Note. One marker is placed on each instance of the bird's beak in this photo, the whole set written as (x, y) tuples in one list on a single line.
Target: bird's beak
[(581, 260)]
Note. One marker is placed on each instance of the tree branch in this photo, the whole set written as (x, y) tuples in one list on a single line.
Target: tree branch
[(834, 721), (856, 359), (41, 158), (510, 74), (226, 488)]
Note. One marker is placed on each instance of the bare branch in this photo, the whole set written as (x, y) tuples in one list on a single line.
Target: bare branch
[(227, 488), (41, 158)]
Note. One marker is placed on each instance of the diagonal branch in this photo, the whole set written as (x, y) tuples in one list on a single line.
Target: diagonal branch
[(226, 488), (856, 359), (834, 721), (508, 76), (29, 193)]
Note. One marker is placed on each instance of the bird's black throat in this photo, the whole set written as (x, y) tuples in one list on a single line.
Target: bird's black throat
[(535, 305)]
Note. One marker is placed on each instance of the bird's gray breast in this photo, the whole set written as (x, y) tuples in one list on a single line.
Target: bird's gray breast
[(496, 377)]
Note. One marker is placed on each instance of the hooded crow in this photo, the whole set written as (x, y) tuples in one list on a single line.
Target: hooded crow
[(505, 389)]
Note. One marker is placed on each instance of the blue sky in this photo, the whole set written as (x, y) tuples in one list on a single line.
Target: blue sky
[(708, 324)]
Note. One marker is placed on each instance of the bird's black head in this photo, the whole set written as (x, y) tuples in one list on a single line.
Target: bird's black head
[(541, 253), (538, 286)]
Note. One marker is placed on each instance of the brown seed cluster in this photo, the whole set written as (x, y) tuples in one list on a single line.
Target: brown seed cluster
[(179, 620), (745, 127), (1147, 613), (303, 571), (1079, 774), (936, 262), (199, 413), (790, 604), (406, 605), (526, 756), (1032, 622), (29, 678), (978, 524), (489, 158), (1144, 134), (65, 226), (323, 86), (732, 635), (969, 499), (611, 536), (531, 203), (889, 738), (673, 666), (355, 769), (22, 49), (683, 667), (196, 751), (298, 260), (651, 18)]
====
◆ **WHAT YOU WILL DO**:
Please restate every record above word for word.

◆ **RESULT OF THE TASK**:
Note. One marker is placed on each instance of the bird's beak in this photo, the whole set written as (x, y) tuples in one list on a single line.
Target: bird's beak
[(581, 260)]
Note. One marker is placed on each instance of the tree branch in this photo, the whole set written as (x, y) tuples in one list on a single line.
Target: tree branch
[(834, 721), (856, 359), (41, 158), (510, 74), (226, 488)]
Note. One marker is placed on each instance of the bare branch in this photo, the whole set written as (x, y) tuples in one list on a single line.
Target: bare branch
[(227, 488), (41, 158)]
Note. One marker is placed on each instance of the diagonal branch in this photo, the whole set written as (x, y) tuples in one list on a single line.
Target: diagonal branch
[(226, 488), (856, 359), (834, 721), (508, 76), (29, 193)]
Note. One marker is placed on each instance of the bird's black throat in this photo, the whole set written as (x, y) tuples in one list on a single line.
Target: bird's black throat
[(535, 305)]
Note. One marker is placed on each instance of the bird's gray breast in this photo, the whole set written as (x, y) tuples in one list on a single line.
Target: bird's gray breast
[(496, 377)]
Note. One marker is placed on each instance of the hooded crow in this photo, the whole set written as (x, y) tuples in one list on a single line.
Target: hooded crow
[(505, 389)]
Note. One marker is placed on each instance of the blue sky in this photo, the whole set written as (x, y) tuples in one list on a single line.
Target: blue sky
[(708, 324)]
Note. One marker is placed on each instance of the bird's black head in this photo, the whole set written as (x, y) tuples in one list on a single line.
Target: bird's black head
[(541, 253), (538, 286)]
Note. One marker is placed on each instance of the brown seed cluster in this photo, the whole set written as (x, y) tuples in one list on a single line.
Target: brown seed cluster
[(179, 620), (745, 127), (1147, 613), (303, 571), (1079, 774), (936, 262), (199, 413), (790, 604), (406, 605), (526, 756), (1032, 622), (29, 678), (978, 524), (489, 158), (1144, 134), (65, 226), (323, 86), (732, 635), (969, 499), (611, 536), (531, 203), (889, 738), (673, 666), (355, 769), (22, 49), (683, 667), (196, 751), (298, 260), (651, 18)]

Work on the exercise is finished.